Data supplied START

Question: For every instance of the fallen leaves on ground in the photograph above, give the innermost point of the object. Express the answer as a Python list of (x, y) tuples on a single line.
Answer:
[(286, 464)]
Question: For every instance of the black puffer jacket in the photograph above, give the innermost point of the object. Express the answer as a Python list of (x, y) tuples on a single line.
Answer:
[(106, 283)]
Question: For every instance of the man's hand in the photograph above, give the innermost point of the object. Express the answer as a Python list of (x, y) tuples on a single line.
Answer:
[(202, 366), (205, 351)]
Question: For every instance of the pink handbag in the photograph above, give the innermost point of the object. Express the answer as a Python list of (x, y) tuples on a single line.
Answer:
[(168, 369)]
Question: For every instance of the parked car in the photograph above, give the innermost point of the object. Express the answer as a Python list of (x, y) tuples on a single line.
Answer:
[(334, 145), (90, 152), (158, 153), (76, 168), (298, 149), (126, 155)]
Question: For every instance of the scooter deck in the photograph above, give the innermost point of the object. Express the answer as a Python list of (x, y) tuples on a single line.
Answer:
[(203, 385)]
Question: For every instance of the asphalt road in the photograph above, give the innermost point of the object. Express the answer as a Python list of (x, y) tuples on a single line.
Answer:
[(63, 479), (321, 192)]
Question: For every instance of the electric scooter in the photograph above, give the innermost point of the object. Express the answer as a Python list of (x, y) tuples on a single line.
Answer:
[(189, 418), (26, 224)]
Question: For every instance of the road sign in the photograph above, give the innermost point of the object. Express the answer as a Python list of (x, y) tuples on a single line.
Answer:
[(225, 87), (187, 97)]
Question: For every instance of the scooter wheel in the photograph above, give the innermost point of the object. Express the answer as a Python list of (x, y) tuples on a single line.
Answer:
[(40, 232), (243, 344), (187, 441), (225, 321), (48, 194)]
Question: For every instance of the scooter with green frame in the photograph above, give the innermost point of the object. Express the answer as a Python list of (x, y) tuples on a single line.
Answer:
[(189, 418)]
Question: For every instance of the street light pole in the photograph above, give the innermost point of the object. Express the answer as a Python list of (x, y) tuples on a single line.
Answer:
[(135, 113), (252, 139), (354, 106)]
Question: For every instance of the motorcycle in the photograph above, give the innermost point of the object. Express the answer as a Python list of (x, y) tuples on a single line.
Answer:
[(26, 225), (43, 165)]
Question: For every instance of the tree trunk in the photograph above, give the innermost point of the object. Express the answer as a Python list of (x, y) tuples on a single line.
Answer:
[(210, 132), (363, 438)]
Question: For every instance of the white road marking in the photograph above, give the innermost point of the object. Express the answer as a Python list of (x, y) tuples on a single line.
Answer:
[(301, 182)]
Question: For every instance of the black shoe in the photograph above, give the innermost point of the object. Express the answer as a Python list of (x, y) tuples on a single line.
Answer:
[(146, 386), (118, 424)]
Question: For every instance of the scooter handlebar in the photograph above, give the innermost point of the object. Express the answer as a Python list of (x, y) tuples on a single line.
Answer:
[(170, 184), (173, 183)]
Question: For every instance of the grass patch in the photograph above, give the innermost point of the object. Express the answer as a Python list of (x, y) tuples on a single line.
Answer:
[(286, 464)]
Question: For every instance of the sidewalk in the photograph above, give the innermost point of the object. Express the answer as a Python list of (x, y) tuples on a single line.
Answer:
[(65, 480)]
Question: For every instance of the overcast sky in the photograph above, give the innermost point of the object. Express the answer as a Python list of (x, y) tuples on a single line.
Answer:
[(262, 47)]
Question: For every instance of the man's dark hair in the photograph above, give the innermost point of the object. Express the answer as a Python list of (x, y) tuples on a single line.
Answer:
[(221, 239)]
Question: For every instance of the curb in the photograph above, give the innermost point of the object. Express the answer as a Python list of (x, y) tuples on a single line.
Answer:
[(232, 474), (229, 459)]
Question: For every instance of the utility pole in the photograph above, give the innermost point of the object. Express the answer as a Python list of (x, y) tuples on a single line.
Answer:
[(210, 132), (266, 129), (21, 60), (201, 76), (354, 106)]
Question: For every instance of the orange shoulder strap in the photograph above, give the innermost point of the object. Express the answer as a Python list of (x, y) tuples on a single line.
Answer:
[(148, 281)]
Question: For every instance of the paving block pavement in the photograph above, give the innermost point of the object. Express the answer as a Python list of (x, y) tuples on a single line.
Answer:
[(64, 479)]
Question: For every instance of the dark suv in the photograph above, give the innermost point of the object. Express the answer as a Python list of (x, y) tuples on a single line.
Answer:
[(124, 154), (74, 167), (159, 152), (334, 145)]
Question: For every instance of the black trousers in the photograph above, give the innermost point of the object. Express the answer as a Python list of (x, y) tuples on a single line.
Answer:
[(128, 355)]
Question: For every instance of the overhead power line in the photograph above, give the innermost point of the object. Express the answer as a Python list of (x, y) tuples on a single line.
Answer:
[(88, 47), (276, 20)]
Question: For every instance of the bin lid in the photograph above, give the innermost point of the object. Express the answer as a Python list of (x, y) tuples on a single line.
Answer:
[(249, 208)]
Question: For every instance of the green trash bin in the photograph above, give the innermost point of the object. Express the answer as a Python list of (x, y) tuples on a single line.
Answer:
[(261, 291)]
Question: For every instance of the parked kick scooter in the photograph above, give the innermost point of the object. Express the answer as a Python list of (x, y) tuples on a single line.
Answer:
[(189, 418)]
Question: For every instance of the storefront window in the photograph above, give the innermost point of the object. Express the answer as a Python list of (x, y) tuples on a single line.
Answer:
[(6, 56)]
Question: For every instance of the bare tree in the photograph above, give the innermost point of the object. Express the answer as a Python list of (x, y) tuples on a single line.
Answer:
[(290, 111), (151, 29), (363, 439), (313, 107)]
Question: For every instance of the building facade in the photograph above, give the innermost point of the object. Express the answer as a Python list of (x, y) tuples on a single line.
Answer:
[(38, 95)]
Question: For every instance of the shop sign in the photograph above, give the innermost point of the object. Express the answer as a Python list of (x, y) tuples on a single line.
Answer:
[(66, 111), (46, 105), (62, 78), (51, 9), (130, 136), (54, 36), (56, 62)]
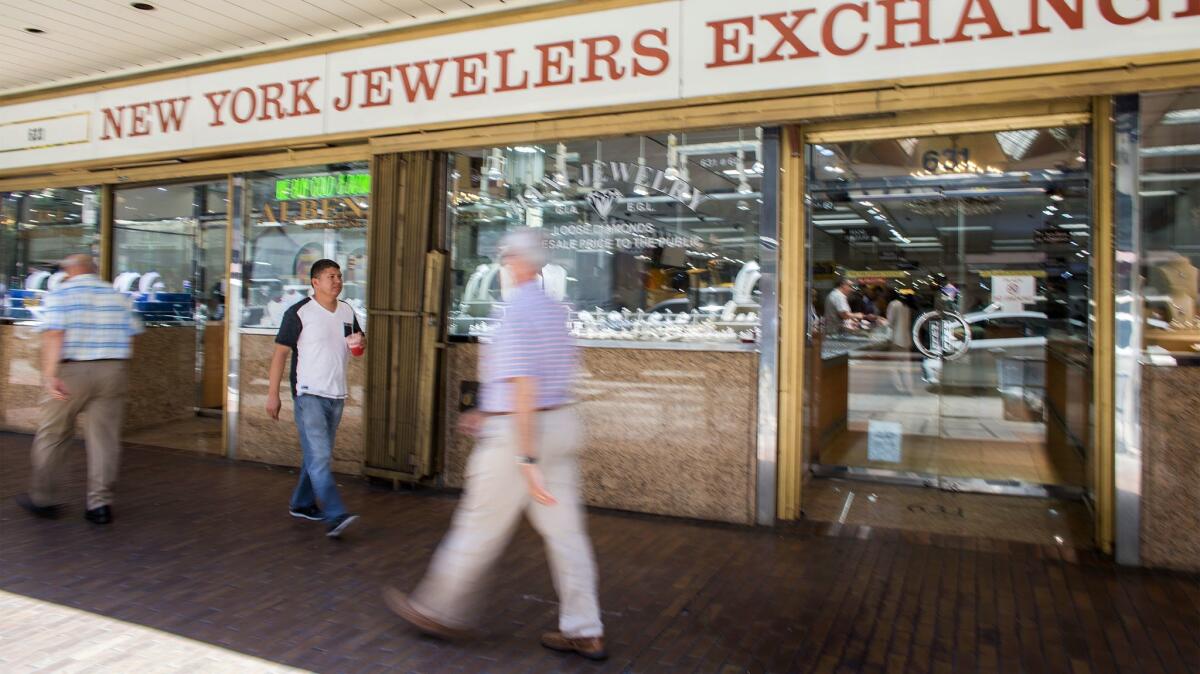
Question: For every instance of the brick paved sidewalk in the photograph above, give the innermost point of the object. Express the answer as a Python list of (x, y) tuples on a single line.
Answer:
[(204, 549)]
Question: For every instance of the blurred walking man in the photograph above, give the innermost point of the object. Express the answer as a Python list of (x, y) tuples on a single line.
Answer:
[(87, 334), (525, 461), (321, 332)]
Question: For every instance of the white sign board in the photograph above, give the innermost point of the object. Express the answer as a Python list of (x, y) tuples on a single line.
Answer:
[(885, 440), (658, 52), (1014, 290)]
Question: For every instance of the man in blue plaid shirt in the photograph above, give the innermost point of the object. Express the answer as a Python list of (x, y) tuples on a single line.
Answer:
[(87, 334)]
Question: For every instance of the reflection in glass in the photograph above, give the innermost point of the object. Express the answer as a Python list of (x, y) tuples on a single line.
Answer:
[(37, 229), (951, 307), (298, 217), (1170, 223), (652, 238), (169, 250)]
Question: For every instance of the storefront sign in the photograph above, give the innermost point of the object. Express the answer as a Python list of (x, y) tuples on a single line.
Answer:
[(1030, 272), (657, 52), (323, 186), (885, 440), (859, 234), (1051, 236), (613, 236), (318, 214), (876, 274), (1014, 289)]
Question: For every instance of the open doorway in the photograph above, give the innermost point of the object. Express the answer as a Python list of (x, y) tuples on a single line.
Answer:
[(169, 245), (951, 335)]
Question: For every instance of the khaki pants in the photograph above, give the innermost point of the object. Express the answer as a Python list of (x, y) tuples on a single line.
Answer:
[(495, 497), (96, 387)]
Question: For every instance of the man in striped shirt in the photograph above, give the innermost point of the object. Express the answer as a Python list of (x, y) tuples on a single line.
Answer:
[(87, 334), (525, 461)]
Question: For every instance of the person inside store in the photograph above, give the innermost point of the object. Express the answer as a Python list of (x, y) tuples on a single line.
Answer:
[(838, 312), (321, 334), (526, 461), (664, 280), (88, 330), (899, 316)]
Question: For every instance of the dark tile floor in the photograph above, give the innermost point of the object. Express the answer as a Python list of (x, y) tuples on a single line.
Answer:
[(204, 548)]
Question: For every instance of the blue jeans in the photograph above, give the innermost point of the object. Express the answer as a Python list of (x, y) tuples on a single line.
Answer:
[(317, 420)]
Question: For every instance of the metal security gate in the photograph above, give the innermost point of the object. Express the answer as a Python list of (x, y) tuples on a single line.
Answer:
[(405, 314)]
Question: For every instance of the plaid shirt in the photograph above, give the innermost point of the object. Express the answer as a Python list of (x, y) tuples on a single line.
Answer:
[(97, 320)]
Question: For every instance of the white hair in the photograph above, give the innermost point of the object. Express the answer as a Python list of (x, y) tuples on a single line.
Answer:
[(528, 244)]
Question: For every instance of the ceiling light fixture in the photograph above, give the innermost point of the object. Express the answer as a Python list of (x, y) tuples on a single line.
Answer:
[(672, 172), (561, 164), (1182, 116), (640, 187)]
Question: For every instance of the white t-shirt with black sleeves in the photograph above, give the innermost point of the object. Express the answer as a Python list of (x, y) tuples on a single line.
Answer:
[(317, 338)]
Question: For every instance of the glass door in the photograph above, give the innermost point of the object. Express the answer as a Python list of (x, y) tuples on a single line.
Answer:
[(951, 310)]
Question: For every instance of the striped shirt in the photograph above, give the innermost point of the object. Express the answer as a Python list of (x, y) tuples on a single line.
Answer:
[(531, 341), (99, 323)]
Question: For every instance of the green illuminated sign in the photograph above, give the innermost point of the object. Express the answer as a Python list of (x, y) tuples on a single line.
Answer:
[(323, 186)]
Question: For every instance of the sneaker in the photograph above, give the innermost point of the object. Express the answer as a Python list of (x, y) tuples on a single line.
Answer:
[(47, 512), (339, 525), (311, 512), (591, 648), (102, 515)]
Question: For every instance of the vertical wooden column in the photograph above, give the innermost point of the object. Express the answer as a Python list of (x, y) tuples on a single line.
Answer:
[(1103, 337), (792, 314), (107, 252), (405, 313)]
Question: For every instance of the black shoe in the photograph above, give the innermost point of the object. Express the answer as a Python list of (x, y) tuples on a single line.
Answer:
[(339, 525), (46, 512), (311, 512), (102, 515)]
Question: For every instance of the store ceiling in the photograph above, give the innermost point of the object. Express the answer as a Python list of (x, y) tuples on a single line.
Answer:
[(90, 40)]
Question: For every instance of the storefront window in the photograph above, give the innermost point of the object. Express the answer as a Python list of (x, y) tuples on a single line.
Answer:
[(298, 217), (1169, 198), (653, 238), (37, 229), (169, 250)]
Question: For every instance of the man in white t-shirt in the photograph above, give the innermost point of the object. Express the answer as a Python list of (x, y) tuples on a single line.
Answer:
[(321, 332), (838, 307)]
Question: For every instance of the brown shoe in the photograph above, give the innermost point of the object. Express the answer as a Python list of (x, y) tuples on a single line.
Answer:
[(591, 648), (400, 605)]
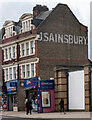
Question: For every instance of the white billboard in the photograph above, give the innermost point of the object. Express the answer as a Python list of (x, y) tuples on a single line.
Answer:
[(76, 90)]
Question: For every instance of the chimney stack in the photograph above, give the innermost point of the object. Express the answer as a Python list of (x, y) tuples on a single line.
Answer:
[(39, 9)]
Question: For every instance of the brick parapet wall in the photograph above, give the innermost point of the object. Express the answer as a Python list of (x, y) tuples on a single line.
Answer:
[(60, 88)]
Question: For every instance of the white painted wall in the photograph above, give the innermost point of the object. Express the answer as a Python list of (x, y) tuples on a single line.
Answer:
[(76, 90)]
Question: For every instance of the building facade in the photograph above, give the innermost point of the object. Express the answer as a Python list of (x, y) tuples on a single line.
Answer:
[(32, 47)]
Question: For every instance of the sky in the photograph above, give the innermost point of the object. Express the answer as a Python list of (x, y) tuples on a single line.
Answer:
[(14, 9)]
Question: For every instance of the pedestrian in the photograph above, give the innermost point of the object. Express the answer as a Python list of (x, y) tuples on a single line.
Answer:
[(29, 106), (62, 105)]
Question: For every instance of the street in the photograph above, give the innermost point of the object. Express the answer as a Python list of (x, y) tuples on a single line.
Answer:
[(17, 118), (10, 115)]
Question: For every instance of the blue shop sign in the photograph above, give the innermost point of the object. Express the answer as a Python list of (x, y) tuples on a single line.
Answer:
[(46, 84), (29, 83), (12, 86)]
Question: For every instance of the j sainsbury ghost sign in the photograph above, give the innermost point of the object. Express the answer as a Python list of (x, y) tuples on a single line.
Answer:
[(63, 38)]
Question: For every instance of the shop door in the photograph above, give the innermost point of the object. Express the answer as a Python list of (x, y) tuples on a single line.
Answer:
[(15, 103), (76, 90), (33, 97)]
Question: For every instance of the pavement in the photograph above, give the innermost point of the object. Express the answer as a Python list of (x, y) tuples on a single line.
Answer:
[(46, 115)]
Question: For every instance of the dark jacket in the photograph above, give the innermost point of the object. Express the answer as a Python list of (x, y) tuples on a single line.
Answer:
[(29, 105), (61, 103)]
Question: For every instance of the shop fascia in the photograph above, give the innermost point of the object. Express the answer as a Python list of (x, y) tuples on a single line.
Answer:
[(63, 38)]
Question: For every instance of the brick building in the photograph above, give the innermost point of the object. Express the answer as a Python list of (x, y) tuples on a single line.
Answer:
[(32, 48)]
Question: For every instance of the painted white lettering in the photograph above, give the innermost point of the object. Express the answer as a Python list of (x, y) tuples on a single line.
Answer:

Data supplied END

**What the task requires**. Search the data for the string "glass" and copy out every line where it is found.

**Solution to this problem**.
Question: For every instance of the reflection in glass in the photograph above, give the innermost point of the object. Express the answer as a Python list of (x, y) tuples on a single line.
Question: For every instance of the glass door in the photograph above, give the innermost point of the object. Express the answer as a Python list of (x, y) tuples on a single line.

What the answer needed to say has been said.